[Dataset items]
* * *
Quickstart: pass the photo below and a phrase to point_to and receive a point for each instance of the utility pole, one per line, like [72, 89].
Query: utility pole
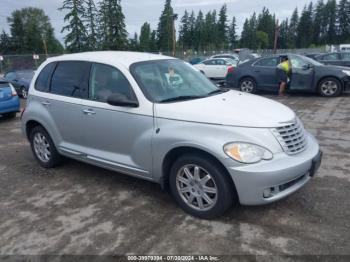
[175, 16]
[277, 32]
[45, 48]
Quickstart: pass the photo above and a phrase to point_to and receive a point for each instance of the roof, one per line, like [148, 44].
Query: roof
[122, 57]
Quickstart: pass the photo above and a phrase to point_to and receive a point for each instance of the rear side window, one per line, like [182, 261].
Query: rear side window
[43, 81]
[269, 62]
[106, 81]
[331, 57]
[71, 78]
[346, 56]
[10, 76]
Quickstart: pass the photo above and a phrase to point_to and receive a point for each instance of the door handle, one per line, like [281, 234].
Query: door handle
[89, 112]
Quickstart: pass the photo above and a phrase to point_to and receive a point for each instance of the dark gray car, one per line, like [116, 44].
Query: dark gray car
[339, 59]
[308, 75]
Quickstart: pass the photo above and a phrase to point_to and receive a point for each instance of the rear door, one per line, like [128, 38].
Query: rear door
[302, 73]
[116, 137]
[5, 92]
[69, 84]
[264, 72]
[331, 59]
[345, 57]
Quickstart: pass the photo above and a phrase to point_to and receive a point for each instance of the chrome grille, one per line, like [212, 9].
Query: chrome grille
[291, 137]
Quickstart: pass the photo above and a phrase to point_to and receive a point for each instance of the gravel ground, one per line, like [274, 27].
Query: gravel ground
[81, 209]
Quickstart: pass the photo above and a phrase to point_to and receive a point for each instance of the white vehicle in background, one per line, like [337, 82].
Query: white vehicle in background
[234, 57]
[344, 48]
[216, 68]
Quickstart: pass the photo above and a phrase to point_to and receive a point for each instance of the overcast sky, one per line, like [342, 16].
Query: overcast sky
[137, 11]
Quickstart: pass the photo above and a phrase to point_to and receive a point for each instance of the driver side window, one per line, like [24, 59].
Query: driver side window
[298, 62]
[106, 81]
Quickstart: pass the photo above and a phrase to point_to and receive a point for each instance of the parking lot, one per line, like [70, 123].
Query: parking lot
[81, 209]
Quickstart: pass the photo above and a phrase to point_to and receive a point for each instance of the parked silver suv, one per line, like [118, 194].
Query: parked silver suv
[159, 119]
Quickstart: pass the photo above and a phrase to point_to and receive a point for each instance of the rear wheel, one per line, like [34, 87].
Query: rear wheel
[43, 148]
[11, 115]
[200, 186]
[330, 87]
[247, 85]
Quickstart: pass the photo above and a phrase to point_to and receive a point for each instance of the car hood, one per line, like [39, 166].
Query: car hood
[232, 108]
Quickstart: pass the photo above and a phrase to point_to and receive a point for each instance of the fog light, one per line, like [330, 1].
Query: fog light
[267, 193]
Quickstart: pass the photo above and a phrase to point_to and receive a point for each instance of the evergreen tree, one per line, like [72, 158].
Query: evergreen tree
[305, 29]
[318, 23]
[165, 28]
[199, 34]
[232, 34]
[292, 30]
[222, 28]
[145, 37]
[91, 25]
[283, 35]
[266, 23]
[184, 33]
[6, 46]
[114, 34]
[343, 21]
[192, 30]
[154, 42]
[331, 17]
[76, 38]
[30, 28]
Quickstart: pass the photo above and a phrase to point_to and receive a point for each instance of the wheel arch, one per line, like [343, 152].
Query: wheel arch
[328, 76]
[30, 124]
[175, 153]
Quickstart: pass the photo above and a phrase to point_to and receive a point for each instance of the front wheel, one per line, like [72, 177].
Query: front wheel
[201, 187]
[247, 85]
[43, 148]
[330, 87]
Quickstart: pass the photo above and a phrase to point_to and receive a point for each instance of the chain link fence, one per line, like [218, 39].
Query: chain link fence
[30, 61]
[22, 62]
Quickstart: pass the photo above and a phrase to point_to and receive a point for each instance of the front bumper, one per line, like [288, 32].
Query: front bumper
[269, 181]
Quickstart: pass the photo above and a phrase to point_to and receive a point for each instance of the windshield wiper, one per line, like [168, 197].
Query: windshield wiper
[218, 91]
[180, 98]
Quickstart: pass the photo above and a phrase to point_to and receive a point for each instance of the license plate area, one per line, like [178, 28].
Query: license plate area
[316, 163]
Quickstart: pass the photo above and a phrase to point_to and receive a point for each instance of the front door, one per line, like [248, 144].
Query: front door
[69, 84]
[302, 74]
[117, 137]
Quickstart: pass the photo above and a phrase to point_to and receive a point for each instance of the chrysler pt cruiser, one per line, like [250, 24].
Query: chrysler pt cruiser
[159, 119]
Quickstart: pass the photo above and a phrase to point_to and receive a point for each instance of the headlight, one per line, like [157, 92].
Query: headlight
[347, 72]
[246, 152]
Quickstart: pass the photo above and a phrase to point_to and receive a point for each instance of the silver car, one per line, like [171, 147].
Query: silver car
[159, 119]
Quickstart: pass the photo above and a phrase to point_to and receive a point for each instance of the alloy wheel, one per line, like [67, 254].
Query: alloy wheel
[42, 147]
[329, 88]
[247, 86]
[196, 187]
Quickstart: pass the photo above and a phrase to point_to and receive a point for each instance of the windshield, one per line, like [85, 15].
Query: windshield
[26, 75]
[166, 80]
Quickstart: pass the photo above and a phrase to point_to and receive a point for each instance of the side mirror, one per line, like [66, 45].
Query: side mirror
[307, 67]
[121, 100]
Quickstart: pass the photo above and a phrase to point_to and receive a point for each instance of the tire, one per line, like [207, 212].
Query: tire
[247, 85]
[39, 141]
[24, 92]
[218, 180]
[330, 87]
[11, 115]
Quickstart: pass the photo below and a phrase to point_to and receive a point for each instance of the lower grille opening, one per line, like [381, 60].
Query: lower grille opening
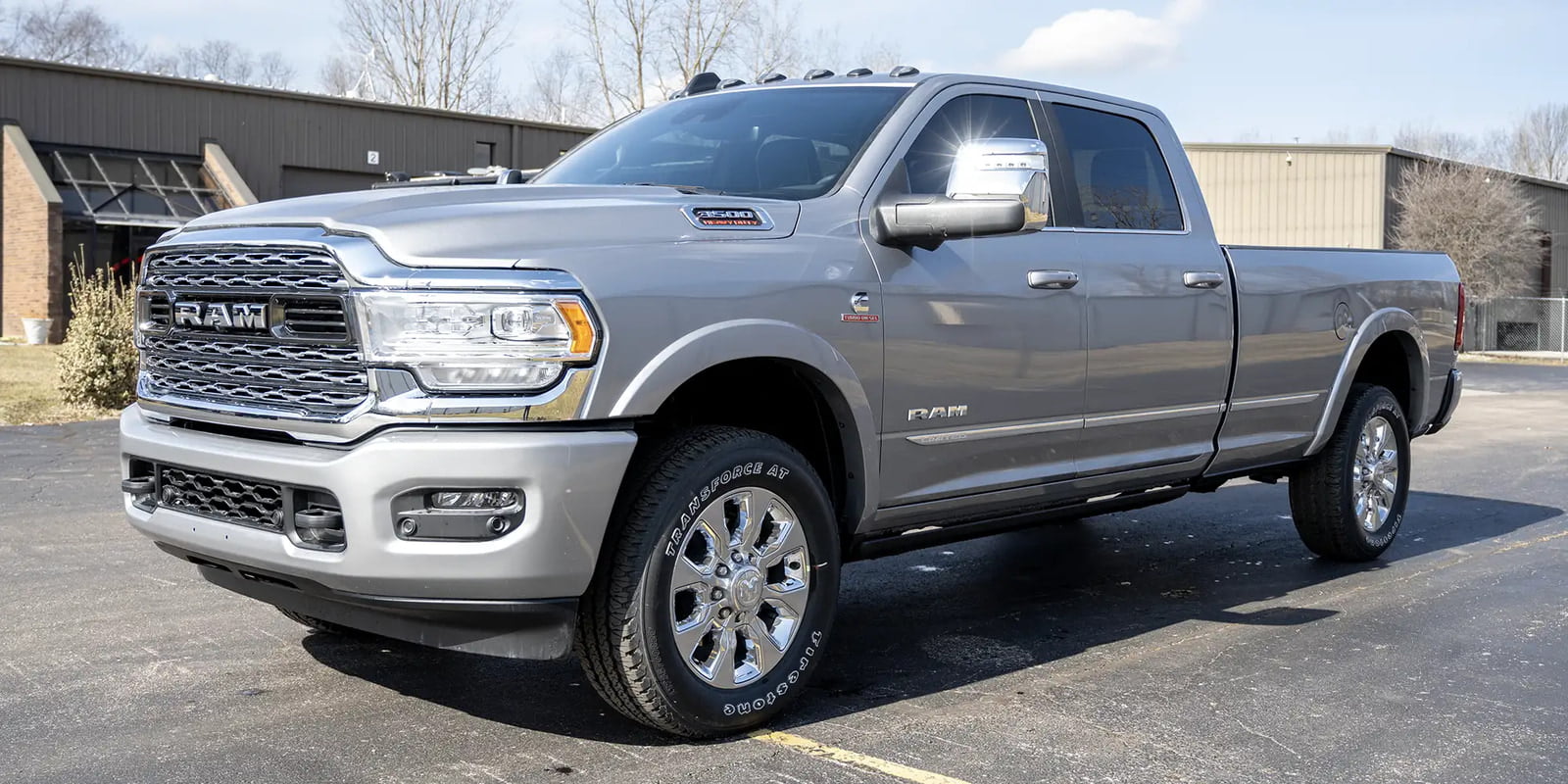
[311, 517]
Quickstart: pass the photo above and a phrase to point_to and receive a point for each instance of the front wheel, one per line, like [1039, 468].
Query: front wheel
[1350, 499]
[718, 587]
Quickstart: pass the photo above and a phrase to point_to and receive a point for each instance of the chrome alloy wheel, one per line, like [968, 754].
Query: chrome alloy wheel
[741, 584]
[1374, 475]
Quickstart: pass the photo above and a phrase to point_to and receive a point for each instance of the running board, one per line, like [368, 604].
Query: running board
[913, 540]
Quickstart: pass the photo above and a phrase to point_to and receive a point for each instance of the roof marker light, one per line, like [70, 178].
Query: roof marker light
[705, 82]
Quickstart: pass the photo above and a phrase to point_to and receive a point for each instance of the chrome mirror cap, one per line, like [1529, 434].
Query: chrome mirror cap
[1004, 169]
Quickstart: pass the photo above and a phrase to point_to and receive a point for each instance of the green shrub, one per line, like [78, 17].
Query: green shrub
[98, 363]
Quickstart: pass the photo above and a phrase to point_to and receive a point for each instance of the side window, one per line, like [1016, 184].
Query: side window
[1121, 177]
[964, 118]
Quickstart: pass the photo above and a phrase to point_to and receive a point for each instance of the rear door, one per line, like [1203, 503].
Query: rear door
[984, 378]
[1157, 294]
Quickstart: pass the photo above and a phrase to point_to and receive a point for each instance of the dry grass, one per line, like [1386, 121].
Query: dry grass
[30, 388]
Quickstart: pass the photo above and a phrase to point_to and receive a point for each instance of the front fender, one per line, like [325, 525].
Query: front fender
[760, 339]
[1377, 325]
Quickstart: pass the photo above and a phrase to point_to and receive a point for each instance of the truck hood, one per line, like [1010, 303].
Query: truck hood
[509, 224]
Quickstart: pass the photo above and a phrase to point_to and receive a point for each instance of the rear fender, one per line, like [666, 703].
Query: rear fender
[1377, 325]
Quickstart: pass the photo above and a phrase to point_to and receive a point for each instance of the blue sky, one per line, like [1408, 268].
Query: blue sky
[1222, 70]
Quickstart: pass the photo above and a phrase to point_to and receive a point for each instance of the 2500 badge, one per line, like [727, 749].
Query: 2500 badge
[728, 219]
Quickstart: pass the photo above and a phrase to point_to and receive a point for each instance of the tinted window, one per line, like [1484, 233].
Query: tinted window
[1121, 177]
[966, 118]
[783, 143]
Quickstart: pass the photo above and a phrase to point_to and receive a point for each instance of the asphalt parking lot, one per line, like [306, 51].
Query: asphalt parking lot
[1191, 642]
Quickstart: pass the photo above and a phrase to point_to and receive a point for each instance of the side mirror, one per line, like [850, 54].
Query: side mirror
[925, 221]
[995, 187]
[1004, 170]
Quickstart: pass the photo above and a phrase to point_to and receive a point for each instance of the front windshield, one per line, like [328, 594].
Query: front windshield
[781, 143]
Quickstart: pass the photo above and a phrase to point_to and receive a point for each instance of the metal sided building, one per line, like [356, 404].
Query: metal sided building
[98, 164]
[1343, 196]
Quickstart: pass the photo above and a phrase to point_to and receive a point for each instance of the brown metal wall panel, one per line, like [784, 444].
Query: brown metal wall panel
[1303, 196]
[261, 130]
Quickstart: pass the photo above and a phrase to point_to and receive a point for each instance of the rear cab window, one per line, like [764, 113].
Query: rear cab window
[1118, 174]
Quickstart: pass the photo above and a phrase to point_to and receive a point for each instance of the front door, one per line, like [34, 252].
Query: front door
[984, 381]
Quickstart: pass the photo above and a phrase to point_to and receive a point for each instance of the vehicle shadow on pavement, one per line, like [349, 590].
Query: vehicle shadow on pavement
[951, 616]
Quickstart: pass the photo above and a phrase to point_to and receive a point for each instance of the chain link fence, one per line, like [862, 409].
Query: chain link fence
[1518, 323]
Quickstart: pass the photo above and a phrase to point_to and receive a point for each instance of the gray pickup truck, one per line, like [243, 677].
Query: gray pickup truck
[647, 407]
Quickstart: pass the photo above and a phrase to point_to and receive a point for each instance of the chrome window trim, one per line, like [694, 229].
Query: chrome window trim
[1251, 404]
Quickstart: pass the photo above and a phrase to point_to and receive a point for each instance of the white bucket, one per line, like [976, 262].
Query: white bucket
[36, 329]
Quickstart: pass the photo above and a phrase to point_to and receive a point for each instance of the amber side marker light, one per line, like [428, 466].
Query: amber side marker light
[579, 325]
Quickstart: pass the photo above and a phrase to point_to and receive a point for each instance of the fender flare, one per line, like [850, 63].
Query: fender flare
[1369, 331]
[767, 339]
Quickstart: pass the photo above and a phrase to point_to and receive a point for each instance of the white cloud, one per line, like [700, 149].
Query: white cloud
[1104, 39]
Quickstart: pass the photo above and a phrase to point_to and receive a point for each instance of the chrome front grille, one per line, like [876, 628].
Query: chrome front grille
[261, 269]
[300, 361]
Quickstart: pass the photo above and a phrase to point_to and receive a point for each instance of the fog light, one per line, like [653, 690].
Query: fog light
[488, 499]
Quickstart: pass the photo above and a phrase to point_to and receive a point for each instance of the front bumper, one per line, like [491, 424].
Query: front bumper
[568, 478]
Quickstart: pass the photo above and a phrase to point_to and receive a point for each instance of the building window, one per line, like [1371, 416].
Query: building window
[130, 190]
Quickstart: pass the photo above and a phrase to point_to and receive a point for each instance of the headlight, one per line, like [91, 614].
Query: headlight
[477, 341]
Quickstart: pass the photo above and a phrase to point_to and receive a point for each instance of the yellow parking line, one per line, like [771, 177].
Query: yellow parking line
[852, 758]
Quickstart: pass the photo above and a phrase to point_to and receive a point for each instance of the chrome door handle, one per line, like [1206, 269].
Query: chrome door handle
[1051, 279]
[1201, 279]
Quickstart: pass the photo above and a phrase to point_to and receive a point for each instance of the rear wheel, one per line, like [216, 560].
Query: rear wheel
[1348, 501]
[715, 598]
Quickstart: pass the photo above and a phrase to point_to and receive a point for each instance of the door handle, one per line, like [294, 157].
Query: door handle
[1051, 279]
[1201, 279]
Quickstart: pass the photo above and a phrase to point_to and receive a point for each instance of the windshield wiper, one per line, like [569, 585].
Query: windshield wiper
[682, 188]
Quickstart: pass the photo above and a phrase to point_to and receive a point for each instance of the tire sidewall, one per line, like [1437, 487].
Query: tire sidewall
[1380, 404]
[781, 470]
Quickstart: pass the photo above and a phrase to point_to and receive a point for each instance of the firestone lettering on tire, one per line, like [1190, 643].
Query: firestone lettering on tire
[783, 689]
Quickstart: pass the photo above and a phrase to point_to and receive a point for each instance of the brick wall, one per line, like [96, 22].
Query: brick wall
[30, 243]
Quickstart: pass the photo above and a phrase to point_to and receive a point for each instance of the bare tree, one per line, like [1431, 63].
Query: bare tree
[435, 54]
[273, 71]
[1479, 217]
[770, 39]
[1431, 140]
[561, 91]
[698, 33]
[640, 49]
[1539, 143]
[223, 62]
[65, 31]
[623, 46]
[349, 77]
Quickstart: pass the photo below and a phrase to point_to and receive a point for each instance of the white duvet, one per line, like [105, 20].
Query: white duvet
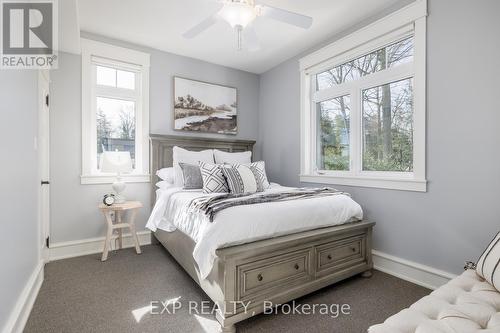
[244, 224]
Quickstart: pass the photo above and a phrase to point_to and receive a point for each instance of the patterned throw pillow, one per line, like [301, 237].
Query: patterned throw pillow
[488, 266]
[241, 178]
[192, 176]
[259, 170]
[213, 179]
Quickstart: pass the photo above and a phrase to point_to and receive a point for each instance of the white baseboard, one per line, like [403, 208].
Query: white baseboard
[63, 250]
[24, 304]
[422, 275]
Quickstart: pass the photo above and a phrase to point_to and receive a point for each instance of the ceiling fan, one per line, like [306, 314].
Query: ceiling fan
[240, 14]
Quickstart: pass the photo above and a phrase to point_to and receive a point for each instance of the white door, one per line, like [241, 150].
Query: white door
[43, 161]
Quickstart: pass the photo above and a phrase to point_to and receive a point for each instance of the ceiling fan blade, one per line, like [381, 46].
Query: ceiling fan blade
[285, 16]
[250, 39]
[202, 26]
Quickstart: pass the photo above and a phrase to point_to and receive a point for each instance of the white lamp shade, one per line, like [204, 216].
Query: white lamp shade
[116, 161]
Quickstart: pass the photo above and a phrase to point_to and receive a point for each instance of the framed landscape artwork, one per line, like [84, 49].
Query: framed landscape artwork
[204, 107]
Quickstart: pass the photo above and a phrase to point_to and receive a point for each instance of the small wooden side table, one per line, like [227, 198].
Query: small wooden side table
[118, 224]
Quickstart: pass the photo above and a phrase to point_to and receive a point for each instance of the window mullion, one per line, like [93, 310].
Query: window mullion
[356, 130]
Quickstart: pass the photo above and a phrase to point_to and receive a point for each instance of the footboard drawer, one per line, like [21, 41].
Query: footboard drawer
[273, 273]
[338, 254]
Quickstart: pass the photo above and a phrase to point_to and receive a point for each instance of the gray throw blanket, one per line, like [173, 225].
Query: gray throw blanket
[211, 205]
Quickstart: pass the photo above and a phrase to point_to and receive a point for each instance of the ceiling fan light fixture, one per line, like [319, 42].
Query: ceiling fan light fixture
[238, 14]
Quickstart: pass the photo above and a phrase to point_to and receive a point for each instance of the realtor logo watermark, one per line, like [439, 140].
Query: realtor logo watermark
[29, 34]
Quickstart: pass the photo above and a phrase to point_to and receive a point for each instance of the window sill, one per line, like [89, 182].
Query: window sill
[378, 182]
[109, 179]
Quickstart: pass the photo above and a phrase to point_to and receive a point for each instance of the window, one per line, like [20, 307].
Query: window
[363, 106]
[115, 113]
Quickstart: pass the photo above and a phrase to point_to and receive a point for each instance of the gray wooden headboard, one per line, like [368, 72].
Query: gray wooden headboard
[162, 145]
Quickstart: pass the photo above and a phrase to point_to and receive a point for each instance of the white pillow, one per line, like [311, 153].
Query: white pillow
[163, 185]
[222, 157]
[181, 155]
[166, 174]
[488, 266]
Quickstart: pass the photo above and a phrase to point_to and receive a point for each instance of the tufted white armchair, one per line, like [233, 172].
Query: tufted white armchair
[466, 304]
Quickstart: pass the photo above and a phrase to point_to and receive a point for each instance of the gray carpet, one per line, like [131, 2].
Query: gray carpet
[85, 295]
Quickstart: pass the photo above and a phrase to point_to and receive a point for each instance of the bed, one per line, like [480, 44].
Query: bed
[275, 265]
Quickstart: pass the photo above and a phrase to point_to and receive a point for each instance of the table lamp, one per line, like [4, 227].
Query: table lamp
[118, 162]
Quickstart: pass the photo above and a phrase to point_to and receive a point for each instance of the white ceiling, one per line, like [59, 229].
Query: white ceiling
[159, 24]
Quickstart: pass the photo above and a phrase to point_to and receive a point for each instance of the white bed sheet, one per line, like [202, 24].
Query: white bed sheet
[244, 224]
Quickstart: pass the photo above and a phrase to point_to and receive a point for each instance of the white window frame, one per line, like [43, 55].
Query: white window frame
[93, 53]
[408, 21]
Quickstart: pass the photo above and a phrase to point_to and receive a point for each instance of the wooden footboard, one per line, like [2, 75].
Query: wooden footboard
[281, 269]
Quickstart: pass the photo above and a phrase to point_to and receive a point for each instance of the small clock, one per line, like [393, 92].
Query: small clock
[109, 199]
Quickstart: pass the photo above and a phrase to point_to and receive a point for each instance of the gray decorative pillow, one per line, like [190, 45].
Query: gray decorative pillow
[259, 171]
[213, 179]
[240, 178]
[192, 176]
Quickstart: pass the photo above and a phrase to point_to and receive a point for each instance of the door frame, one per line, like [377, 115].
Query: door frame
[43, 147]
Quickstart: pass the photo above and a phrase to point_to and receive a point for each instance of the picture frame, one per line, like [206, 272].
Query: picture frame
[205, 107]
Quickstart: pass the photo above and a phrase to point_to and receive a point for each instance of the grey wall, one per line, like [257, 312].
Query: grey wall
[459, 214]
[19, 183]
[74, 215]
* * *
## The problem
Could you repeat, word for word, everything from the line containing "like [377, 115]." down to the end of the records?

## Full answer
Quickstart: pass the photo above and a phrase to point_to and receive a point for each instance of the door frame, one per line, like [377, 115].
Query: door frame
[43, 147]
Quickstart: pass the photo above and a phrase to point_to and receive a point for each instance of the picture frame, one per line, like [206, 272].
Query: picture frame
[205, 107]
Quickstart: pass the photo above and a phrase to point_to and receive a point for each instance of the grey wall, one per line, like [257, 312].
Query: grey wall
[459, 214]
[19, 183]
[74, 215]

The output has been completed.